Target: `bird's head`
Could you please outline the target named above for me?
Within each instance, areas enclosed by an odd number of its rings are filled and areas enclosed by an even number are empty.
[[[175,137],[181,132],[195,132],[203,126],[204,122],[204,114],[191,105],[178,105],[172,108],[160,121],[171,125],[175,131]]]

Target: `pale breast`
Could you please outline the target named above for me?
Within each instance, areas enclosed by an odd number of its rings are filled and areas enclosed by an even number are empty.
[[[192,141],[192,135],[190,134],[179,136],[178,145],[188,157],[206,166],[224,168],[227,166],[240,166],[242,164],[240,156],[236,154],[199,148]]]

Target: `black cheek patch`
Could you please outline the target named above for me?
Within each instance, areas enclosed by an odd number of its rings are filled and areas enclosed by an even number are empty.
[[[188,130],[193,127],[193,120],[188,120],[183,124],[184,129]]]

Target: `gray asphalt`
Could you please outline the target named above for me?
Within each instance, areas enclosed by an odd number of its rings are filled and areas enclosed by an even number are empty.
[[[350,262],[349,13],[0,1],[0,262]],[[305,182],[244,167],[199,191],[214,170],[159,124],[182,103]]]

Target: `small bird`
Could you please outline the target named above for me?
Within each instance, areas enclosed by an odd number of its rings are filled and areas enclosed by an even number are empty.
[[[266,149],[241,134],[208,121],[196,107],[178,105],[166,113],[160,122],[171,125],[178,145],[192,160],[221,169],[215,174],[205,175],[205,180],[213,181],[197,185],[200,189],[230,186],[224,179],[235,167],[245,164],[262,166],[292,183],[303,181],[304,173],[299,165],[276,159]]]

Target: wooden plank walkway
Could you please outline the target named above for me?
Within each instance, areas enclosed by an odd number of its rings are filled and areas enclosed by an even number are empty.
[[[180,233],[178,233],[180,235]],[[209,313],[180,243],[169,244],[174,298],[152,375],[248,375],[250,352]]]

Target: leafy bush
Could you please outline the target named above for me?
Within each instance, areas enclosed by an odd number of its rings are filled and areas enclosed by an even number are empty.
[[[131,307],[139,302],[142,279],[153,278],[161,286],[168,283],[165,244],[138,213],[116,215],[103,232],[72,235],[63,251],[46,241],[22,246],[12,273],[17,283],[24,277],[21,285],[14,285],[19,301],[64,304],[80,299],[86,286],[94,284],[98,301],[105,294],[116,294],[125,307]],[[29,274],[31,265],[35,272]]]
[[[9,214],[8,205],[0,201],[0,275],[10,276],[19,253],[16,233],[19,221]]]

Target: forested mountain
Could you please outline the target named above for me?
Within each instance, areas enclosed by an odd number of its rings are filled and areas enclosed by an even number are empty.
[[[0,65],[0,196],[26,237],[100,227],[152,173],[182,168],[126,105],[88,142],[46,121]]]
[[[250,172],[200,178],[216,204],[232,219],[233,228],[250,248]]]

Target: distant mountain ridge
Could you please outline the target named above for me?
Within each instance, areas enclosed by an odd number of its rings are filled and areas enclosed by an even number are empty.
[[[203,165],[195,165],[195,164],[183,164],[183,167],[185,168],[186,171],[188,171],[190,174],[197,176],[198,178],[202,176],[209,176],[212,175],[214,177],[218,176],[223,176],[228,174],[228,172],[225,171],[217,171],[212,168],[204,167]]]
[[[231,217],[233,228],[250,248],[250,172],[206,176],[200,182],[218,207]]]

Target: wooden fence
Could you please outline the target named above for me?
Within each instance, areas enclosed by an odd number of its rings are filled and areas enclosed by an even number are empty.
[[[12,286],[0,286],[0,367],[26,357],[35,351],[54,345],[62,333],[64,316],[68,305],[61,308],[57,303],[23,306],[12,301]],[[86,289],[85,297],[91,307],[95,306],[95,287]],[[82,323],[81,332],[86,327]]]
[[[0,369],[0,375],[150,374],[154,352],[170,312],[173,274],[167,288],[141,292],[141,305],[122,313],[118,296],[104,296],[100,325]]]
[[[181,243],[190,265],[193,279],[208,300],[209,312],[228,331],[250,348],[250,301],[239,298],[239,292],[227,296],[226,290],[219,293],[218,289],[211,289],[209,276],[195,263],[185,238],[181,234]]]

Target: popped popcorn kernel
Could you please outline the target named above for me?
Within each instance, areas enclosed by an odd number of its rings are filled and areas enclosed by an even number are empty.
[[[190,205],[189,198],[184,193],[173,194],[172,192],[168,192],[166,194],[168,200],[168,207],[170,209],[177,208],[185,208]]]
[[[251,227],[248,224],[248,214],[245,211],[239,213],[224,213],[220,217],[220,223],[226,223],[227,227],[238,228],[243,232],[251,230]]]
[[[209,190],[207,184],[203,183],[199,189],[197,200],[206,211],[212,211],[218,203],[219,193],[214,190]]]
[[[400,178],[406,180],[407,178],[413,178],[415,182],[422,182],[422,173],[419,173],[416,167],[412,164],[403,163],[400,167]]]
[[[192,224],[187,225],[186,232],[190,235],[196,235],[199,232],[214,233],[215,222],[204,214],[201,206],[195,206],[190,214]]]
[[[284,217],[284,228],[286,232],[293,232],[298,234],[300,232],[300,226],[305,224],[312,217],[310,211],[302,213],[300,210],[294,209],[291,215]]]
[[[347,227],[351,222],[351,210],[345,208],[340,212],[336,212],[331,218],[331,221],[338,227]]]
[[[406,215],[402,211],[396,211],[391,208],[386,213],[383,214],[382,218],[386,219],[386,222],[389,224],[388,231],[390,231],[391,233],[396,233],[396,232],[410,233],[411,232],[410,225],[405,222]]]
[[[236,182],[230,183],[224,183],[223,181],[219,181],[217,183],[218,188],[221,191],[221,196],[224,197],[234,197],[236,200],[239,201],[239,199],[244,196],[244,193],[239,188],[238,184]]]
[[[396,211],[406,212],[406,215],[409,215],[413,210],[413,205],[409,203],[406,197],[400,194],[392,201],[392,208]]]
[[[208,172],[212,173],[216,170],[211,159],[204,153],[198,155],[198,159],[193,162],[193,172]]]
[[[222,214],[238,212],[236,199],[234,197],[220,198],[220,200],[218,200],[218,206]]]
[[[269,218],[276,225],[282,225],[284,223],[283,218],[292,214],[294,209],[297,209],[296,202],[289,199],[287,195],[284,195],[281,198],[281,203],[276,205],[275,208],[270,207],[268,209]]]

» Assignment: Each line above must be returned exactly as written.

» Result:
Target: `bird's head`
Could you please outline the target named above for me?
Within each instance, areas enclosed by an odd number of its rings are filled and areas enclosed by an even number are empty.
[[[175,137],[181,132],[195,132],[203,126],[204,122],[204,114],[191,105],[178,105],[172,108],[160,121],[171,125],[175,131]]]

Target: `pale breast`
Could you please outline the target named above for me?
Within each instance, areas enclosed by an odd number of its rings are filled and areas enclosed by an even number are empty.
[[[192,141],[192,135],[190,134],[179,136],[178,145],[188,157],[206,166],[224,168],[227,166],[240,166],[242,164],[240,156],[236,154],[199,148]]]

Target: `black cheek patch`
Could you please outline the target named above for me?
Within each instance, areas enclosed by an odd number of its rings are filled and areas enclosed by an even number are empty.
[[[188,130],[193,127],[193,120],[188,120],[183,124],[184,129]]]

Target: `gray asphalt`
Could you please outline the target named above for me?
Within each instance, areas enclosed by an odd number of its rings are filled and areas enclosed by an even number are empty.
[[[350,262],[349,13],[0,1],[0,262]],[[305,182],[244,167],[199,191],[214,170],[159,124],[182,103]]]

Target: `small bird`
Could you please outline the target named above for me?
Within each instance, areas enclosed by an odd number of its rings are filled and areas enclosed by an even number are empty.
[[[266,149],[241,134],[208,121],[196,107],[178,105],[166,113],[160,122],[171,125],[178,145],[192,160],[221,169],[215,174],[205,175],[205,180],[213,181],[197,185],[200,189],[230,186],[224,179],[235,167],[245,164],[262,166],[292,183],[303,181],[304,173],[299,165],[276,159]]]

Target: wooden plank walkway
Could you please outline the target named above for me?
Within each instance, areas enclosed by an odd number of its rings are filled and areas enclosed by an even number are empty.
[[[180,233],[178,233],[180,235]],[[209,313],[180,243],[169,244],[174,298],[152,375],[248,375],[250,352]]]

Target: leafy bush
Could you please outline the target named above for me?
Within each instance, areas enclosed by an odd number of its rings are filled and areas enclosed by an even number are empty.
[[[131,307],[139,302],[142,279],[153,278],[161,286],[168,283],[165,244],[138,213],[116,215],[103,232],[72,235],[63,251],[46,241],[22,246],[12,273],[17,283],[24,277],[21,285],[14,285],[19,301],[64,304],[80,299],[86,286],[94,284],[98,301],[105,294],[116,294],[125,307]],[[29,274],[31,265],[35,272]]]
[[[9,214],[8,205],[0,201],[0,275],[10,276],[19,253],[16,233],[19,221]]]

Target: forested mountain
Could you please outline the target named above for me?
Within each instance, areas enclosed by an odd number of its rings are filled and areas enclosed by an even number are empty.
[[[0,65],[0,196],[26,237],[100,227],[152,173],[182,168],[126,105],[88,142],[46,121]]]
[[[250,172],[200,178],[216,204],[232,219],[233,228],[250,248]]]

Target: distant mountain ridge
Could you please outline the target named above for me?
Within each instance, areas enclosed by an odd number of its rings are filled and areas enclosed by an even number are empty.
[[[203,165],[195,165],[195,164],[183,164],[183,167],[185,168],[186,171],[188,171],[190,174],[197,176],[198,178],[202,176],[209,176],[212,175],[214,177],[218,176],[223,176],[228,174],[228,172],[225,171],[217,171],[212,168],[204,167]]]
[[[231,217],[233,228],[250,248],[250,172],[206,176],[200,182],[218,207]]]

Target: wooden fence
Could you please outline the target named above for me?
Within each instance, areas enclosed by an odd number of its rings are filled and areas enclosed by an even number are empty.
[[[12,286],[0,286],[0,367],[26,357],[35,351],[54,345],[62,333],[64,316],[68,305],[61,308],[57,303],[23,306],[12,301]],[[86,289],[85,297],[91,307],[95,306],[95,287]],[[82,323],[81,332],[86,327]]]
[[[0,369],[0,375],[150,374],[154,352],[170,312],[173,274],[167,288],[141,292],[141,305],[122,313],[118,296],[104,296],[100,325]]]
[[[181,243],[190,265],[193,279],[208,300],[209,312],[228,331],[250,348],[250,301],[239,298],[239,292],[227,296],[226,290],[219,293],[218,289],[211,289],[209,276],[195,263],[185,238],[181,234]]]

Target: popped popcorn kernel
Could you please outline the target named above for me?
Within each instance, areas enclosed by an odd number of its rings are filled and areas enclosed by an even number are empty.
[[[190,205],[189,198],[184,193],[173,194],[172,192],[168,192],[166,194],[168,200],[168,207],[170,209],[177,208],[185,208]]]
[[[251,227],[248,224],[248,214],[245,211],[239,213],[224,213],[220,217],[220,223],[226,223],[227,227],[238,228],[243,232],[251,230]]]
[[[209,190],[207,184],[203,183],[199,189],[197,200],[206,211],[212,211],[218,203],[219,193],[214,190]]]
[[[400,178],[406,180],[407,178],[413,178],[415,182],[422,182],[422,173],[419,173],[416,167],[412,164],[403,163],[400,167]]]
[[[192,224],[187,225],[186,232],[190,235],[196,235],[199,232],[214,233],[215,222],[204,214],[201,206],[195,206],[190,214]]]
[[[284,217],[284,228],[286,232],[293,232],[298,234],[300,232],[300,226],[305,224],[312,217],[310,211],[302,213],[300,210],[294,209],[291,215]]]
[[[347,227],[351,222],[351,210],[345,208],[340,212],[336,212],[331,218],[331,221],[338,227]]]
[[[406,215],[402,211],[396,211],[391,208],[386,213],[383,214],[382,218],[386,219],[386,222],[389,224],[388,231],[390,231],[391,233],[396,233],[396,232],[410,233],[411,232],[410,225],[405,222]]]
[[[236,182],[230,183],[224,183],[223,181],[219,181],[217,183],[218,188],[221,191],[221,196],[224,197],[234,197],[236,200],[239,201],[239,199],[244,196],[244,193],[239,188],[238,184]]]
[[[396,211],[406,212],[406,215],[409,215],[413,210],[413,205],[409,203],[406,197],[400,194],[392,201],[392,208]]]
[[[208,172],[212,173],[216,170],[211,159],[204,153],[198,155],[198,159],[193,162],[193,172]]]
[[[222,214],[238,212],[236,199],[234,197],[220,198],[220,200],[218,200],[218,206]]]
[[[269,218],[276,225],[282,225],[284,223],[283,218],[292,214],[294,209],[297,209],[296,202],[289,199],[287,195],[284,195],[281,198],[281,203],[276,205],[275,208],[270,207],[268,209]]]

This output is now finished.